** BEGIN Document section **
This weekend’s G-7 summit is not the first time the city’s national context has complicated its status as a global peace symbol.

By , a postdoctoral research scholar at the Berkeley Risk and Security Lab at the University of California, Berkeley.
People release paper lanterns beside the Hiroshima Peace Memorial—one of the only buildings left standing in the city after the World War II devastation—to mark the 77th anniversary of the U.S. atomic bomb attack on Hiroshima, Japan.
People release paper lanterns beside the Hiroshima Peace Memorial—one of the only buildings left standing in the city after the World War II devastation—to mark the 77th anniversary of the U.S. atomic bomb attack on Hiroshima, Japan.
People release paper lanterns beside the Hiroshima Peace Memorial—one of the only buildings left standing in the city after the World War II devastation—to mark the 77th anniversary of the U.S. atomic bomb attack on Hiroshima, Japan, on Aug. 6, 2022. Philip Fong/AFP via Getty Images

In her screenplay for the 1959 film Hiroshima, Mon Amour, French author Marguerite Duras wrote that Hiroshima was perhaps the only place where two people, otherwise estranged by philosophy, history, economics, and race, could find common ground.

In her screenplay for the 1959 film Hiroshima, Mon Amour, French author Marguerite Duras wrote that Hiroshima was perhaps the only place where two people, otherwise estranged by philosophy, history, economics, and race, could find common ground.

Duras was not alone in finding something universal in the place where a flash of light birthed the nuclear age. When then-U.S. President Barack Obama visited the city in 2016, he described the iconic mushroom cloud as a stark reminder of “humanity’s core contradiction”—that our ingenuity and capacity for creation could also destroy us.

At 8:15 a.m. on Aug. 6, 1945, an American B-29 bomber dropped a new and terrible weapon on the city of Hiroshima. According to the U.S. military, roughly 70,000 people died in the blast and ensuing firestorm; independent studies put the number closer to 140,000. Three days later, the United States dropped a second bomb on Nagasaki, killing another 40,000 to 70,000 people.

Experts estimate that since 1945, more than 125,000 nuclear warheads have been built, most of them by the United States and the Soviet Union. And yet, no one has used a nuclear weapon in war for nearly 78 years. This means that Hiroshima remains one of the few places where the consequences of nuclear weapons are more concrete than theoretical.
** END Document section **
** BEGIN Dataset extract **
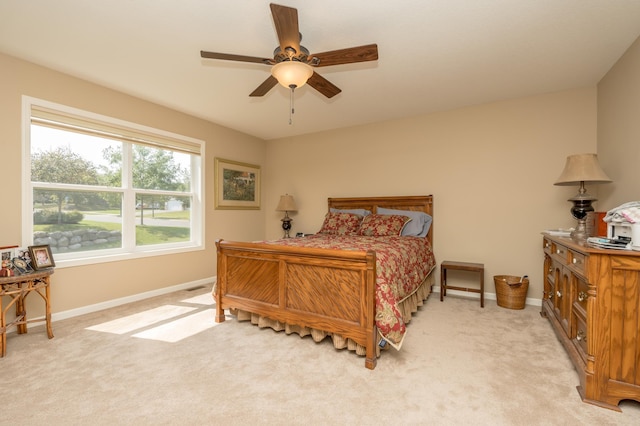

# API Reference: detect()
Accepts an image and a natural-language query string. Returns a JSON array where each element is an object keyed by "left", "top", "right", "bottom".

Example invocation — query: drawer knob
[{"left": 576, "top": 330, "right": 587, "bottom": 342}]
** END Dataset extract **
Given instruction 1: Transcribe the passage of the Hiroshima article from "At 8:15 a.m." up to and including "to 70,000 people.".
Given instruction 2:
Decide whether each statement agrees with the Hiroshima article. For each one, answer yes or no and quote the words from the article that settle it.
(a) The bomb was dropped on Hiroshima at 8:15 a.m. on Aug. 6, 1945.
(b) Independent studies put the Hiroshima death toll at roughly 70,000.
(c) Barack Obama visited Hiroshima in 2012.
Given instruction 3: According to the Hiroshima article, how many nuclear warheads do experts estimate have been built since 1945?
Rely only on the Hiroshima article when responding, not on the data.

Full output 1:
At 8:15 a.m. on Aug. 6, 1945, an American B-29 bomber dropped a new and terrible weapon on the city of Hiroshima. According to the U.S. military, roughly 70,000 people died in the blast and ensuing firestorm; independent studies put the number closer to 140,000. Three days later, the United States dropped a second bomb on Nagasaki, killing another 40,000 to 70,000 people.

Full output 2:
(a) Yes: "At 8:15 a.m. on Aug. 6, 1945, an American B-29 bomber dropped a new and terrible weapon on the city of Hiroshima."
(b) No: "independent studies put the number closer to 140,000."
(c) No: "When then-U.S. President Barack Obama visited the city in 2016"

Full output 3: More than 125,000.